In your copy of the entries below, keep every word exactly and leave out all images.
BEGIN RECORDS FOR PROCESSING
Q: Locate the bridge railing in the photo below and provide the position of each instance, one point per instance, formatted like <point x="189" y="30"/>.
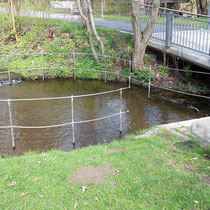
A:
<point x="174" y="29"/>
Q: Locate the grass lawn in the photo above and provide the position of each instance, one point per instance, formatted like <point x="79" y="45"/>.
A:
<point x="160" y="172"/>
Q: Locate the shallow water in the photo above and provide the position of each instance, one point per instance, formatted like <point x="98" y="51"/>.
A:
<point x="142" y="114"/>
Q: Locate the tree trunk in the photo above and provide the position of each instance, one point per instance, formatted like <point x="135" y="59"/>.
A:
<point x="141" y="38"/>
<point x="89" y="30"/>
<point x="13" y="19"/>
<point x="101" y="44"/>
<point x="202" y="6"/>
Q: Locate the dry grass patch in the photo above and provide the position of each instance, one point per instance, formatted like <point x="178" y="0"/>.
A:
<point x="90" y="174"/>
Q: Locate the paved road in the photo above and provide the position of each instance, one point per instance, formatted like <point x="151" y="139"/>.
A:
<point x="183" y="36"/>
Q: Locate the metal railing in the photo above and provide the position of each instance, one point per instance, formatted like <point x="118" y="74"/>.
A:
<point x="72" y="123"/>
<point x="187" y="32"/>
<point x="10" y="68"/>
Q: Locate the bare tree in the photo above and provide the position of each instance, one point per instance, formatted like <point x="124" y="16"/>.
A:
<point x="12" y="11"/>
<point x="90" y="24"/>
<point x="202" y="6"/>
<point x="141" y="38"/>
<point x="87" y="23"/>
<point x="98" y="38"/>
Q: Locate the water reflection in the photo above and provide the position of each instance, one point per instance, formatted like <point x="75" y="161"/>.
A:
<point x="142" y="114"/>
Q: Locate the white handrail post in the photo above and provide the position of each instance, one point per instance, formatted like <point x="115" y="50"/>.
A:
<point x="74" y="57"/>
<point x="72" y="117"/>
<point x="11" y="127"/>
<point x="149" y="84"/>
<point x="121" y="111"/>
<point x="9" y="73"/>
<point x="130" y="66"/>
<point x="42" y="67"/>
<point x="105" y="76"/>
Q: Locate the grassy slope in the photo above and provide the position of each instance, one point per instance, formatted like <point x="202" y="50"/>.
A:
<point x="35" y="36"/>
<point x="154" y="173"/>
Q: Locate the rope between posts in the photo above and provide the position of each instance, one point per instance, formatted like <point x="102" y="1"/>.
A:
<point x="64" y="124"/>
<point x="65" y="97"/>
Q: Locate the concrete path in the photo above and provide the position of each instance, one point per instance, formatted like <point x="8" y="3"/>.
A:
<point x="198" y="58"/>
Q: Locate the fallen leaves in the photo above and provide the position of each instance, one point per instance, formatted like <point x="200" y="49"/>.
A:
<point x="117" y="170"/>
<point x="25" y="193"/>
<point x="75" y="205"/>
<point x="37" y="179"/>
<point x="196" y="202"/>
<point x="84" y="189"/>
<point x="12" y="184"/>
<point x="194" y="158"/>
<point x="96" y="198"/>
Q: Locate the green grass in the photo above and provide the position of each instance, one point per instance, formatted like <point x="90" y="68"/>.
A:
<point x="154" y="173"/>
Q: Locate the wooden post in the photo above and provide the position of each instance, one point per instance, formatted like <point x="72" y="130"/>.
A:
<point x="9" y="74"/>
<point x="105" y="76"/>
<point x="72" y="116"/>
<point x="121" y="111"/>
<point x="42" y="67"/>
<point x="11" y="127"/>
<point x="130" y="65"/>
<point x="74" y="57"/>
<point x="149" y="85"/>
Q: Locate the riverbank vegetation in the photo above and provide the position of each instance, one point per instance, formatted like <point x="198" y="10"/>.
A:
<point x="51" y="36"/>
<point x="163" y="171"/>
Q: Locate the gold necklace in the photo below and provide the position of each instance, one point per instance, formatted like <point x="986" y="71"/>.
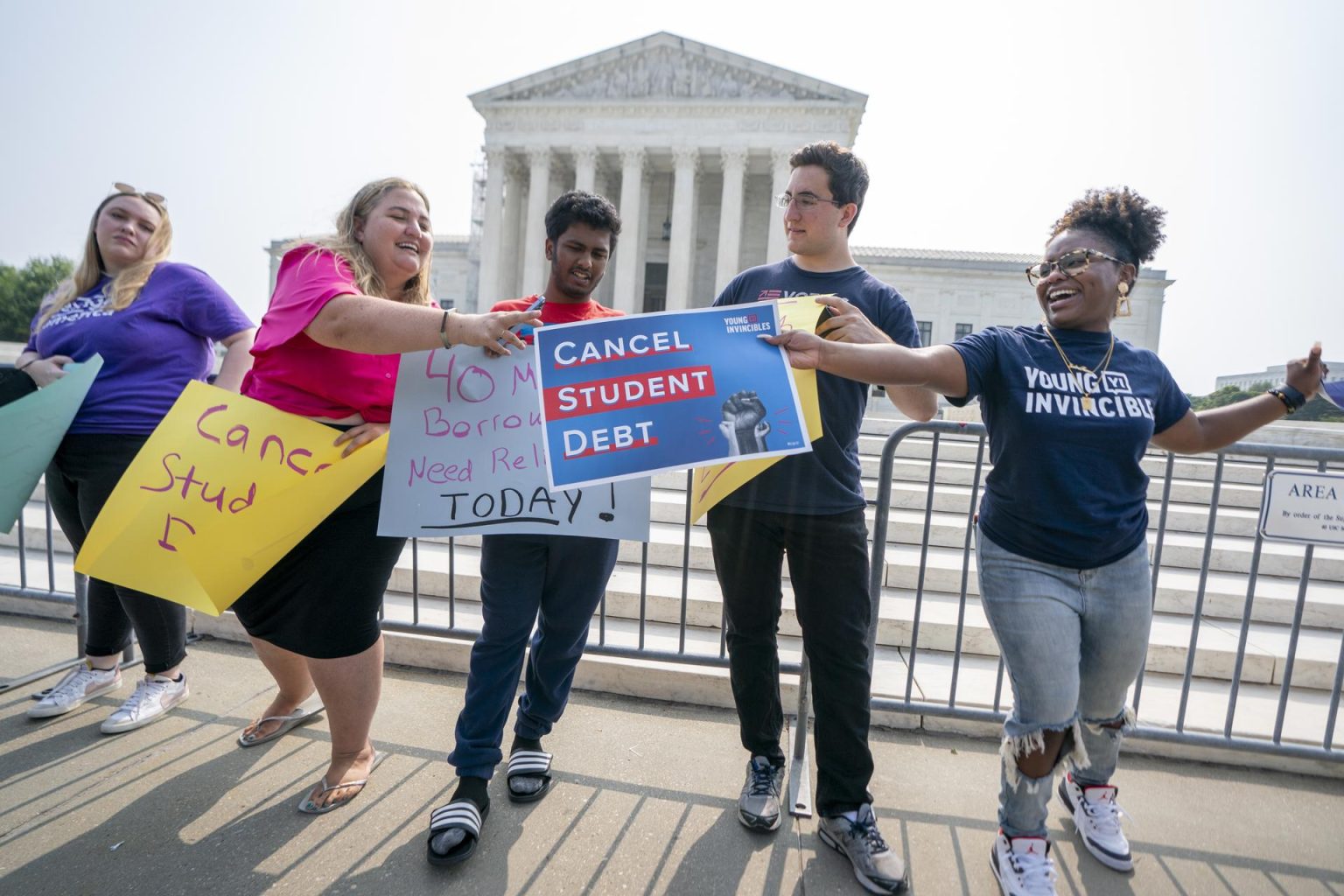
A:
<point x="1080" y="368"/>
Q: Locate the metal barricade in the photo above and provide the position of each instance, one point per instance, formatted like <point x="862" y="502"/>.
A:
<point x="671" y="634"/>
<point x="1320" y="702"/>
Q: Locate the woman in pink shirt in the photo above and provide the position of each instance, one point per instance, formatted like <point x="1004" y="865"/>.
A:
<point x="327" y="348"/>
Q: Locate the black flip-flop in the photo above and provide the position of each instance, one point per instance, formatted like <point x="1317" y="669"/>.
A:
<point x="460" y="815"/>
<point x="528" y="763"/>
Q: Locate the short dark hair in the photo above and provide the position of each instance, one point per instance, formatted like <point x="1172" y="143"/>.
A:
<point x="845" y="172"/>
<point x="1132" y="225"/>
<point x="588" y="208"/>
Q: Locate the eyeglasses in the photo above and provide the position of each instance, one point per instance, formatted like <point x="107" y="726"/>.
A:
<point x="1071" y="263"/>
<point x="804" y="200"/>
<point x="127" y="190"/>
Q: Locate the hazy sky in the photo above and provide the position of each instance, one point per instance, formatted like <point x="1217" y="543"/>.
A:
<point x="258" y="120"/>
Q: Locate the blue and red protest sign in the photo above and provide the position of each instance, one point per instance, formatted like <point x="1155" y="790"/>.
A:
<point x="626" y="396"/>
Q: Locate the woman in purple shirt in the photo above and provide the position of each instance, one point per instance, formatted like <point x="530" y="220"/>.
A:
<point x="153" y="323"/>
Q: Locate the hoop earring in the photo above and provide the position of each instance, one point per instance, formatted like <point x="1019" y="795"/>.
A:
<point x="1123" y="308"/>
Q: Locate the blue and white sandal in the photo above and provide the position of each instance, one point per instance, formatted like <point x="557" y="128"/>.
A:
<point x="460" y="815"/>
<point x="528" y="763"/>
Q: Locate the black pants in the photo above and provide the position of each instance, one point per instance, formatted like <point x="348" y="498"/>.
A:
<point x="80" y="480"/>
<point x="828" y="566"/>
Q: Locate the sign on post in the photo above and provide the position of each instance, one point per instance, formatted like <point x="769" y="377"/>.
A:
<point x="1304" y="507"/>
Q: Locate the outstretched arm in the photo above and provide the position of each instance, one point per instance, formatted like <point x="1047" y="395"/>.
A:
<point x="1221" y="426"/>
<point x="938" y="368"/>
<point x="848" y="324"/>
<point x="383" y="326"/>
<point x="237" y="359"/>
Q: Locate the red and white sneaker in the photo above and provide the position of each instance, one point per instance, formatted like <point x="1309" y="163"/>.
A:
<point x="1023" y="865"/>
<point x="1097" y="818"/>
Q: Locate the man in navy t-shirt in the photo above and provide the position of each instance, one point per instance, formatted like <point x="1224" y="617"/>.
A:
<point x="812" y="508"/>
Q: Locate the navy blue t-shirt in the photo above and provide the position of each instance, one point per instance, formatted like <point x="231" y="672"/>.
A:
<point x="1068" y="486"/>
<point x="824" y="480"/>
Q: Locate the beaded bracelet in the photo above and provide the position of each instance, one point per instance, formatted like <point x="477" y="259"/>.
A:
<point x="1292" y="398"/>
<point x="443" y="329"/>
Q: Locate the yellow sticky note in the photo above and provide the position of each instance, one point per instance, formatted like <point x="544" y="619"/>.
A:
<point x="712" y="484"/>
<point x="223" y="488"/>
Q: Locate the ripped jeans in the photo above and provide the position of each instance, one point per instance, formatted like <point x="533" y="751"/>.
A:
<point x="1073" y="641"/>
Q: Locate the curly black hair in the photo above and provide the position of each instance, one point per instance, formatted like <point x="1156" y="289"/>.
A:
END RECORDS FOR PROCESSING
**WRITTEN REPLY:**
Q: Locate the bridge railing in the photo below and provide the position of each instance, one point per instance, formatted like <point x="189" y="30"/>.
A:
<point x="174" y="29"/>
Q: Locate the grass lawn in the photo above and provide the position of each instance, one point per instance, formatted like <point x="79" y="45"/>.
A:
<point x="160" y="172"/>
Q: Locate the shallow water in the photo above and provide the position of each instance, one point per instance, formatted like <point x="98" y="51"/>.
A:
<point x="142" y="114"/>
Q: Locate the tree trunk in the photo above and provide the position of each instance, one point per instance, formatted like <point x="135" y="59"/>.
A:
<point x="141" y="38"/>
<point x="89" y="30"/>
<point x="13" y="19"/>
<point x="101" y="44"/>
<point x="202" y="6"/>
Q: Locate the dry grass patch in the photo above and provide the position of each instance, one point per instance, formatted like <point x="178" y="0"/>.
A:
<point x="90" y="174"/>
Q: Locate the paved road in the photo above and provide the position of each instance, one point per instance, formatted like <point x="151" y="139"/>.
A:
<point x="183" y="36"/>
Q: Locate the metal railing in the photo above and provide the position of each instance, one point per instance, formatted like <point x="118" y="74"/>.
A:
<point x="72" y="123"/>
<point x="187" y="32"/>
<point x="10" y="68"/>
Q: Locate the bare tree in the photo above and provide the position of each instance, one point per instance, formatted like <point x="124" y="16"/>.
A:
<point x="12" y="11"/>
<point x="90" y="24"/>
<point x="202" y="6"/>
<point x="141" y="38"/>
<point x="87" y="23"/>
<point x="98" y="38"/>
Q: Locate the water reflection in the photo above and provide the position of each instance, one point per instance, formatted like <point x="75" y="161"/>.
A:
<point x="142" y="114"/>
Q: Locate the white handrail post in the photo above and provide the position of each instance, one point per instance, formatted like <point x="115" y="50"/>.
A:
<point x="74" y="57"/>
<point x="72" y="117"/>
<point x="11" y="127"/>
<point x="149" y="84"/>
<point x="121" y="111"/>
<point x="9" y="73"/>
<point x="130" y="66"/>
<point x="42" y="67"/>
<point x="105" y="76"/>
Q: Locate the grassy slope in the photo above and provide the position of each instance, one point per instance, formatted like <point x="202" y="50"/>.
A:
<point x="35" y="36"/>
<point x="154" y="173"/>
Q: Locate the rope between posts in the photo above and provide the position of each instance, one point per instance, formatted like <point x="102" y="1"/>.
A:
<point x="64" y="124"/>
<point x="65" y="97"/>
Q: Locate the concrete path in the photo above and provide the position of each instance, one point per instance, formatted like <point x="8" y="3"/>.
A:
<point x="198" y="58"/>
Q: Locate the fallen leaves in the photo above and provide the position of each instance, one point per instance, formatted like <point x="200" y="49"/>.
A:
<point x="117" y="170"/>
<point x="25" y="193"/>
<point x="75" y="205"/>
<point x="37" y="179"/>
<point x="196" y="202"/>
<point x="84" y="189"/>
<point x="12" y="184"/>
<point x="194" y="158"/>
<point x="96" y="198"/>
Q: Locate the green grass in the photo above and provide the position of each instance, one point per instance, formatted like <point x="90" y="68"/>.
A:
<point x="154" y="173"/>
Q: Locate the wooden post in the photo above and provide the position of each instance, one point per instance, formatted like <point x="72" y="130"/>.
A:
<point x="9" y="74"/>
<point x="105" y="76"/>
<point x="72" y="116"/>
<point x="121" y="111"/>
<point x="42" y="67"/>
<point x="11" y="127"/>
<point x="130" y="65"/>
<point x="74" y="57"/>
<point x="149" y="85"/>
Q: Locate the riverbank vegetation in the photo above and provide the position of each instance, one point per instance, formatted like <point x="198" y="10"/>.
A:
<point x="51" y="36"/>
<point x="163" y="171"/>
Q: Locate the gold necklace in the photo below and provide the position of each instance, one point per instance, formatted like <point x="986" y="71"/>.
A:
<point x="1080" y="368"/>
Q: Locate the metal barricade in the photo above and provide the position of each instance, one point per instance, formatted like <point x="862" y="502"/>.
A:
<point x="671" y="634"/>
<point x="1320" y="702"/>
Q: Locate the woman in pink shirt in the photo above and provide the position of each instance, one point per instance, formatted like <point x="1004" y="865"/>.
A:
<point x="327" y="348"/>
Q: Locate the black flip-flop in the photo above and provide the position of each instance, one point per instance, formatted like <point x="1317" y="669"/>.
A:
<point x="460" y="815"/>
<point x="528" y="763"/>
Q: Locate the short dark hair in the photo above and provide the position of each instance, one point per instance, formatted like <point x="1172" y="143"/>.
A:
<point x="845" y="172"/>
<point x="1132" y="225"/>
<point x="588" y="208"/>
Q: Locate the eyeglasses in the photo above and provide the position of each instance, one point per instance, formatted like <point x="107" y="726"/>.
A:
<point x="1071" y="263"/>
<point x="804" y="200"/>
<point x="127" y="190"/>
Q: Locate the hazy sky in the photo above and provide the position of each instance, one point per instance, formatted like <point x="1217" y="543"/>.
A:
<point x="258" y="120"/>
Q: Locate the blue and red protest sign in the photo above and provide the position of each instance, one point per instance, formatted like <point x="1155" y="790"/>.
A:
<point x="626" y="396"/>
Q: Locate the woman in purple shirt in the photo above and provide the position of each instance, one point per instance, formatted like <point x="530" y="220"/>.
A:
<point x="153" y="323"/>
Q: Locate the hoop earring in the photo above and provide the position of each instance, one point per instance, formatted like <point x="1019" y="795"/>.
A:
<point x="1123" y="308"/>
Q: Locate the blue and white sandal in the photo above and provide the position of each instance, one point per instance, formatted like <point x="557" y="128"/>.
A:
<point x="460" y="815"/>
<point x="528" y="763"/>
Q: Locate the black pants in the photo above and provide the position of each instance, one point per instance, formatted like <point x="348" y="498"/>.
A:
<point x="80" y="480"/>
<point x="828" y="566"/>
Q: Locate the sign on post in the photo above and provide the position of each instance, one point per instance, formatted like <point x="769" y="377"/>.
A:
<point x="1304" y="507"/>
Q: Locate the outstretched arm in the photo above and provide the position of each instance, one point per instance, formatted like <point x="1047" y="395"/>.
A:
<point x="1221" y="426"/>
<point x="938" y="368"/>
<point x="848" y="324"/>
<point x="383" y="326"/>
<point x="237" y="359"/>
Q: Locate the red and white sneaker in the photo above and provide the position of each instance, one point per instance, formatted like <point x="1309" y="163"/>.
A:
<point x="1023" y="865"/>
<point x="1097" y="818"/>
Q: Locate the man in navy t-shirt in the photo above and provide the position of each instance, one point per instance, formatted like <point x="1224" y="617"/>.
A:
<point x="812" y="508"/>
Q: Locate the navy blue t-shirt in the photo above and provide the position of each instance, one point per instance, formatted like <point x="231" y="672"/>.
A:
<point x="1068" y="486"/>
<point x="824" y="480"/>
Q: Locate the beaded bracelet in the photo above and provide the position of each instance, one point per instance, formatted like <point x="477" y="259"/>.
A:
<point x="1292" y="398"/>
<point x="443" y="329"/>
Q: Locate the yellow sticky note in the photo above and provide the position of each instance, one point per instance, formatted like <point x="544" y="619"/>.
A:
<point x="712" y="484"/>
<point x="223" y="488"/>
Q: Locate the ripped jeans in the photo above and provide the position of each instance, one point per instance, formatted like <point x="533" y="751"/>.
A:
<point x="1073" y="641"/>
Q: Locate the curly black hair in the photo above and provide the position of each instance, one point per instance, formatted like <point x="1156" y="289"/>.
A:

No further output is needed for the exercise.